=== YOUR OBJECTIVE ===
Swap "gray" for "white" in the data, starting at the line that contains "For every instance of the light wood" and ending at the end of the data. Give those lines again with nothing else changed.

=== GIVEN RECORDS ===
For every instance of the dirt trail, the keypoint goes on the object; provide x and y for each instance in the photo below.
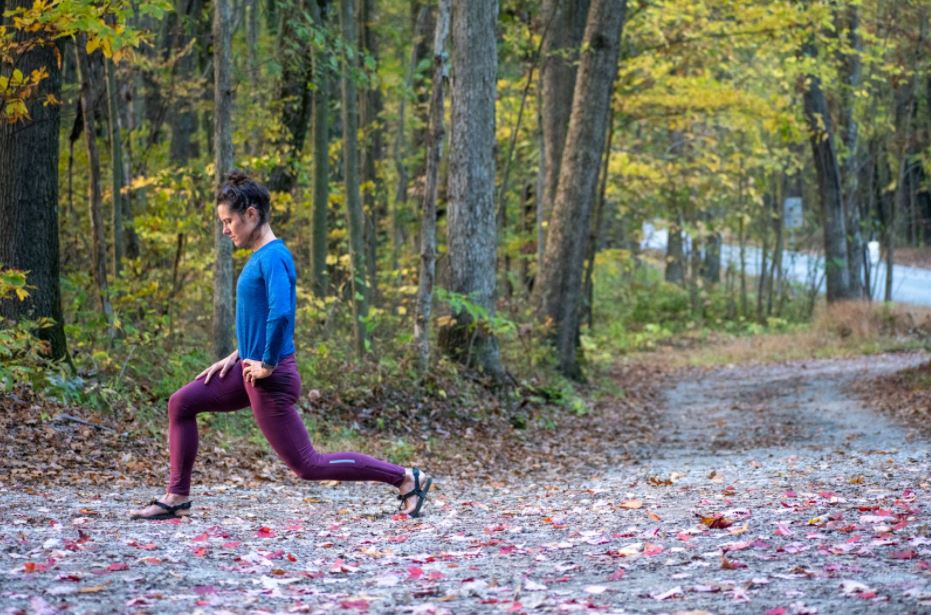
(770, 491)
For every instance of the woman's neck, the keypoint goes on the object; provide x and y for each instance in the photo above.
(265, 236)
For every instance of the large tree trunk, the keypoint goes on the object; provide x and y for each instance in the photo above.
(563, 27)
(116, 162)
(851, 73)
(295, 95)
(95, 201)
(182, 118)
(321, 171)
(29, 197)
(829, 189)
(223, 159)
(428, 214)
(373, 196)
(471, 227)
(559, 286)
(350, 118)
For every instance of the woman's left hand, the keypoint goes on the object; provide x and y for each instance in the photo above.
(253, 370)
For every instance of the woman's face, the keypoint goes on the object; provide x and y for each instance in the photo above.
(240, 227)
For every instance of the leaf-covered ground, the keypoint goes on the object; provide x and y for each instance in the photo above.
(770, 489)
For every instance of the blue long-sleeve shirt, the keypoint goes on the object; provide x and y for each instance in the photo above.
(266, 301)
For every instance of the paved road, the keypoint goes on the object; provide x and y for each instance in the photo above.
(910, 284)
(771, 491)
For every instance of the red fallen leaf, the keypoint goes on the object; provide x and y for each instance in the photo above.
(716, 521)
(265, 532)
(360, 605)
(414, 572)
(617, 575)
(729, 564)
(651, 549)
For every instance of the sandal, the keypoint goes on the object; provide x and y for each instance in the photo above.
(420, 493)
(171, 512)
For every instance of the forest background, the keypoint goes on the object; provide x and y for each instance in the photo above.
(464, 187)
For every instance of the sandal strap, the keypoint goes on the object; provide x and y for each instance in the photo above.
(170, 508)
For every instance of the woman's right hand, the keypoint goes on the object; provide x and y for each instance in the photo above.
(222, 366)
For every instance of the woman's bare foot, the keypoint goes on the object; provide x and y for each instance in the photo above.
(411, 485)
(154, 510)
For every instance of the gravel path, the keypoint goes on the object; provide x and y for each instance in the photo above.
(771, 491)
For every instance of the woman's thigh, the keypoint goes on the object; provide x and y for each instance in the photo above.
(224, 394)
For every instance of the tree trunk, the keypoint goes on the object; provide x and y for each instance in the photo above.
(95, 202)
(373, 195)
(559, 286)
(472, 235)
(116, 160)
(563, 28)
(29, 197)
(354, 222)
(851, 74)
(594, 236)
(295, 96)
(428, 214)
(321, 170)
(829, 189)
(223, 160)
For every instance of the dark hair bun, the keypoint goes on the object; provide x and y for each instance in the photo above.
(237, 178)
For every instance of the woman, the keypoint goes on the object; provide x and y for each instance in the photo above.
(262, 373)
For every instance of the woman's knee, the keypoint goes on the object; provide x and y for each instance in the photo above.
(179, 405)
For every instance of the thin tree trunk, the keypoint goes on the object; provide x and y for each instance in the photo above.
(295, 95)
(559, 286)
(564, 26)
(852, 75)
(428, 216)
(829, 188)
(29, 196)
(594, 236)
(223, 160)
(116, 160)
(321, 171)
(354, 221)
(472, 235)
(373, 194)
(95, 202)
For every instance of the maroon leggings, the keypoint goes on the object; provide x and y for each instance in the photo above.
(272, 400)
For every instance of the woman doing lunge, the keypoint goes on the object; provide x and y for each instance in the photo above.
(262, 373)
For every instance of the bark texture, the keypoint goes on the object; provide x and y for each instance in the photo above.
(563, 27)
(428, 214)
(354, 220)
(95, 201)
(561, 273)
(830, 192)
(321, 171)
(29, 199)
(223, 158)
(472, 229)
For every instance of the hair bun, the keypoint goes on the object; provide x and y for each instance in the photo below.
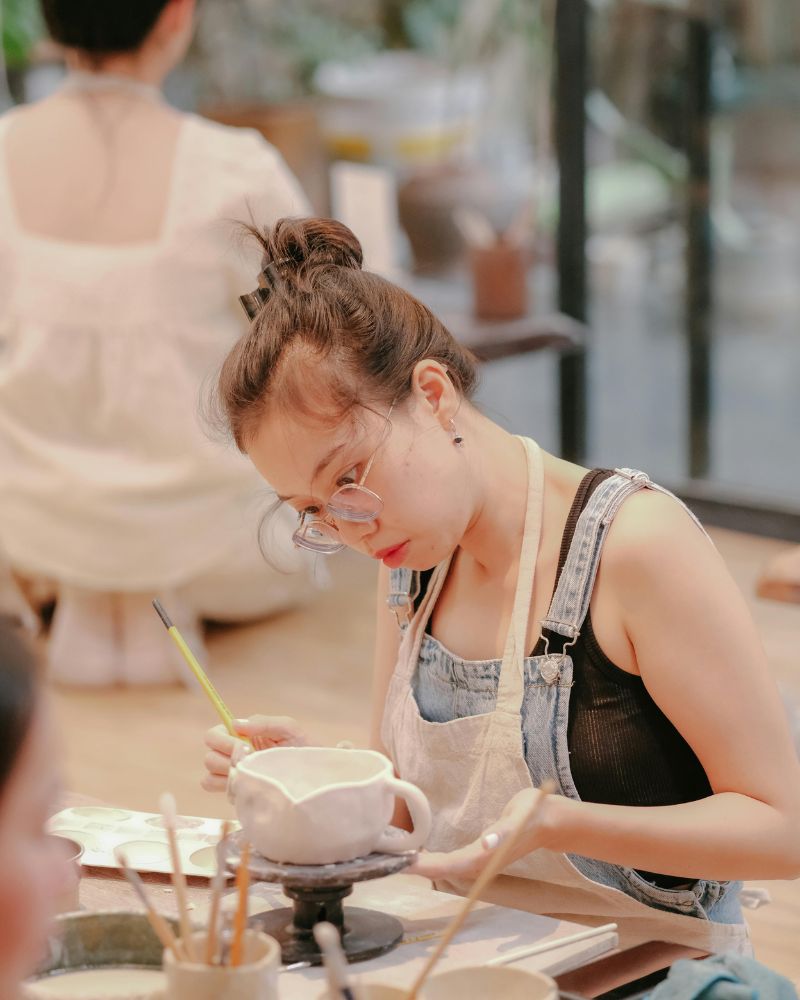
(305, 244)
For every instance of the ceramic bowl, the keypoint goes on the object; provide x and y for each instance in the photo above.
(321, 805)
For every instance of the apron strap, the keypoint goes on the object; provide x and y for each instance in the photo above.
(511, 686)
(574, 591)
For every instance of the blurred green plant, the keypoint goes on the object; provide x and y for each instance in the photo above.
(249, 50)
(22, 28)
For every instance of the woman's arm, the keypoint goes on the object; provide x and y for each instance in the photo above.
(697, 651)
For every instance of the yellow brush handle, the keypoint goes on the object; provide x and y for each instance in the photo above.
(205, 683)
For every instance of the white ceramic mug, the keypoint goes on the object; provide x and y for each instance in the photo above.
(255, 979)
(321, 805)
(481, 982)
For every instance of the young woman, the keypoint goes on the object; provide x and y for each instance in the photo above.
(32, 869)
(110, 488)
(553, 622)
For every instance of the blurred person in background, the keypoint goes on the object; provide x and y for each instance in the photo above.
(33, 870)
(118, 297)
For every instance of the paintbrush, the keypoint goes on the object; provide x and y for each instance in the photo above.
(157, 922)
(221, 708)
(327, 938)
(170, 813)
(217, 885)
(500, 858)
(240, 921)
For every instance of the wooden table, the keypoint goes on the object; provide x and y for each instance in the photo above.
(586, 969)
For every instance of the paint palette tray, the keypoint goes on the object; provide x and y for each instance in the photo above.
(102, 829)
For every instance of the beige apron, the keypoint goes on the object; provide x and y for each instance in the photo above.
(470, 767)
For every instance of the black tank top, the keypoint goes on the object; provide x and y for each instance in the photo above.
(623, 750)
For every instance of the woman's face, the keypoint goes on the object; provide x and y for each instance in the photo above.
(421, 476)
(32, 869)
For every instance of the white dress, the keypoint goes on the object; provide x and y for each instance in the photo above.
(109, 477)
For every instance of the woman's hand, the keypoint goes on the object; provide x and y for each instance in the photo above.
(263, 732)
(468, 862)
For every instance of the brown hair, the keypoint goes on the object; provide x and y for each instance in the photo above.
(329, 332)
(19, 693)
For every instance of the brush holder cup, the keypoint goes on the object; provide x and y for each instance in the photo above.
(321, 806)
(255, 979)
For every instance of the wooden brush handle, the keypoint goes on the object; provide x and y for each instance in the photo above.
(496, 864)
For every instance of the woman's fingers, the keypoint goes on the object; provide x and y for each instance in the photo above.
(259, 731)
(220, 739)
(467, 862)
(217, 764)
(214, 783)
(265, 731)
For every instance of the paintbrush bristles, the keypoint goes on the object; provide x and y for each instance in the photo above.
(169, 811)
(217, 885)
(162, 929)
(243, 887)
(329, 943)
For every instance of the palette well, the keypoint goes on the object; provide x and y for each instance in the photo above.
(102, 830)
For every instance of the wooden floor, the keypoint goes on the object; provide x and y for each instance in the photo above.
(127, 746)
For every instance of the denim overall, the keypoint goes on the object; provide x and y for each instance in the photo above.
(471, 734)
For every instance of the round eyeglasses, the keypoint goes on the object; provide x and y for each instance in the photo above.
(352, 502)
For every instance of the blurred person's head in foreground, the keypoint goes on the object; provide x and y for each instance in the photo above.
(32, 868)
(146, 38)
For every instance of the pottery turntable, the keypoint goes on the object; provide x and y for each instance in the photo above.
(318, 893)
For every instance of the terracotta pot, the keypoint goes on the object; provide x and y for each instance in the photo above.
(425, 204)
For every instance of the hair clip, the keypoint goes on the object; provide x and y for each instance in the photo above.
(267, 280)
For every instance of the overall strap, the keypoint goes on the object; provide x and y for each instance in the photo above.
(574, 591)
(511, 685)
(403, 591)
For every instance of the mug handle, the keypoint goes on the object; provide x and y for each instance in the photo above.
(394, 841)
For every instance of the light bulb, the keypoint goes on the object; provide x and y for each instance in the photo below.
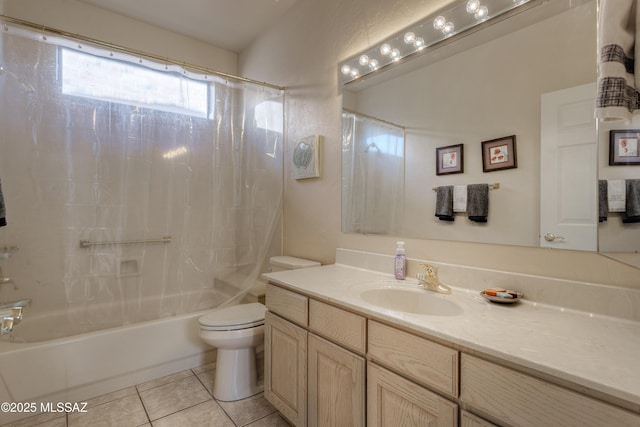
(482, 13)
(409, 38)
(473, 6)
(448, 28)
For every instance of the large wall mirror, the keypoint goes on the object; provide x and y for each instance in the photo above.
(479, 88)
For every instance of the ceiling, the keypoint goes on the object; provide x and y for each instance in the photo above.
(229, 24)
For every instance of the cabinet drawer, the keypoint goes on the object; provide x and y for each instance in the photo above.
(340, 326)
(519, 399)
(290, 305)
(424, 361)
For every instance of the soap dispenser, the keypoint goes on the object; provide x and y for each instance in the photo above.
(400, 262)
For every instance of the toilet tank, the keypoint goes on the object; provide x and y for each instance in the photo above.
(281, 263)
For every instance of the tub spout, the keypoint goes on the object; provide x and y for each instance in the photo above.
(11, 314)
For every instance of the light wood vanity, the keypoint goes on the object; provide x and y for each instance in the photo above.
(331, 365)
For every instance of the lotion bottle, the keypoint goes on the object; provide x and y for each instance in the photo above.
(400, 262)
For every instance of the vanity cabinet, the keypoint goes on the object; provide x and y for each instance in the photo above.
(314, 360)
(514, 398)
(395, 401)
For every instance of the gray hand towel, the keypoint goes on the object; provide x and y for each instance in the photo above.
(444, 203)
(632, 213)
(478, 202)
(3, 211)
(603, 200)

=== THE REPLY ===
For every instance of the light wood vanity, the keypoint goes on the object; provide x and y for each instance in the photo above.
(331, 365)
For every instance of the lotion bottle, the keypoint goes on the object; provide x and y for each instance in the photo above.
(400, 262)
For every instance of the vanity cabinet, the keypoint goes on the object; provide x and y for each instance in the photo above.
(314, 360)
(514, 398)
(395, 401)
For every instance of the white hand towel, the keypoint goes on the object; provide x and y for each instance in the photo above.
(444, 203)
(632, 213)
(478, 202)
(3, 211)
(603, 200)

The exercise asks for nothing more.